■ Work required: All of the entries must be duplicated exactly.

____ Provided data

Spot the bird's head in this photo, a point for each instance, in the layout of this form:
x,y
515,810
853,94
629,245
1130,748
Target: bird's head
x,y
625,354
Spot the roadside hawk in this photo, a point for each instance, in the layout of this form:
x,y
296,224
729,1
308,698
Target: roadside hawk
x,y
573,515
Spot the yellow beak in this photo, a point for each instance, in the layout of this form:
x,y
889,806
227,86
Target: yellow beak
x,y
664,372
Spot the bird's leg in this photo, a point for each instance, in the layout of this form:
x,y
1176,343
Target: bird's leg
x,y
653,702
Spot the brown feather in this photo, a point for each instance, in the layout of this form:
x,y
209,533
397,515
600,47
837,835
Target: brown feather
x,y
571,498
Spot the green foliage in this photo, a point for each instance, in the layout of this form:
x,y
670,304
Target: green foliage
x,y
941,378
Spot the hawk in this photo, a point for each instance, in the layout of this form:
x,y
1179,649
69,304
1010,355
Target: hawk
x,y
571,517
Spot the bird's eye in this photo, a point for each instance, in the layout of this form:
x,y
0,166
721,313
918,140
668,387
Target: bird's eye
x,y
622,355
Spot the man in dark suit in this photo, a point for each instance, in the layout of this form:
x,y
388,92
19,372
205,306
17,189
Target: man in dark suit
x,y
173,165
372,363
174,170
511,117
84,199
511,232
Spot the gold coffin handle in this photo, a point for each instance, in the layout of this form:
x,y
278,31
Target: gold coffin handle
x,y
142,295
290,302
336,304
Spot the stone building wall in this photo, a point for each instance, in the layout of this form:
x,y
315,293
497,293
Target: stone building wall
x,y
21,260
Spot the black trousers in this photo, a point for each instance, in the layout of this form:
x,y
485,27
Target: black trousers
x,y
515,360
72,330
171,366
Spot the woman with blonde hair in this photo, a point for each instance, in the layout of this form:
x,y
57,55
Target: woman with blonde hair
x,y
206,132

________

■ Output for this task:
Spot the bird's head in this photo, a point for each instance, in the layout of this form:
x,y
515,810
853,94
629,245
1130,748
Target: bird's head
x,y
625,354
Spot the roadside hawk in this photo, a point for each instance, in the layout of this form:
x,y
296,224
729,1
308,698
Target: roadside hawk
x,y
573,515
Spot the yellow beak in this photo, a point for each instance, in the layout of this form:
x,y
889,806
227,86
Target: yellow beak
x,y
664,372
Spot the bird's leg in this photo, a point for each instance, in the layout of this form:
x,y
1176,343
Target: bird's leg
x,y
653,702
Spot the brown feather in this photo, a point for each instance, in the layout of this form:
x,y
209,533
397,515
600,47
837,835
Target: brown feather
x,y
571,498
Spot the green foliage in this photo, a point for each instance, in the layout of this form:
x,y
670,304
Target: green foliage
x,y
941,378
Spot the hawk in this photo, a point for each instance, in the layout of this form:
x,y
1179,649
69,304
1010,355
Target: hawk
x,y
571,517
Spot the bird's eye in this photo, a point for each instance, in the layout of this form:
x,y
0,166
721,313
918,140
668,387
Target: bird's eye
x,y
622,355
Spot the man in dark suit in this photo, a point for each instance, in the layout of this form:
x,y
388,92
19,372
205,306
17,189
Target: man in dark suit
x,y
173,165
372,363
174,170
511,117
84,199
511,232
Spot the gold coffin handle in this photo, a point for each instance, in the layout of this form:
x,y
278,31
Target: gold coffin handle
x,y
142,295
290,302
336,304
Spot the stone building wall in this photo, a point for each instance, in the layout of this form:
x,y
315,293
497,293
Target: stone building wall
x,y
21,260
Spot the black trousers in this photo, a point for each instance, in the layout of this form:
x,y
485,27
Target: black trousers
x,y
515,360
72,330
171,366
Spot the woman with blonde hair in this photo, a point for each instance, in the layout of this form:
x,y
57,55
Target: woman with blonde hair
x,y
206,132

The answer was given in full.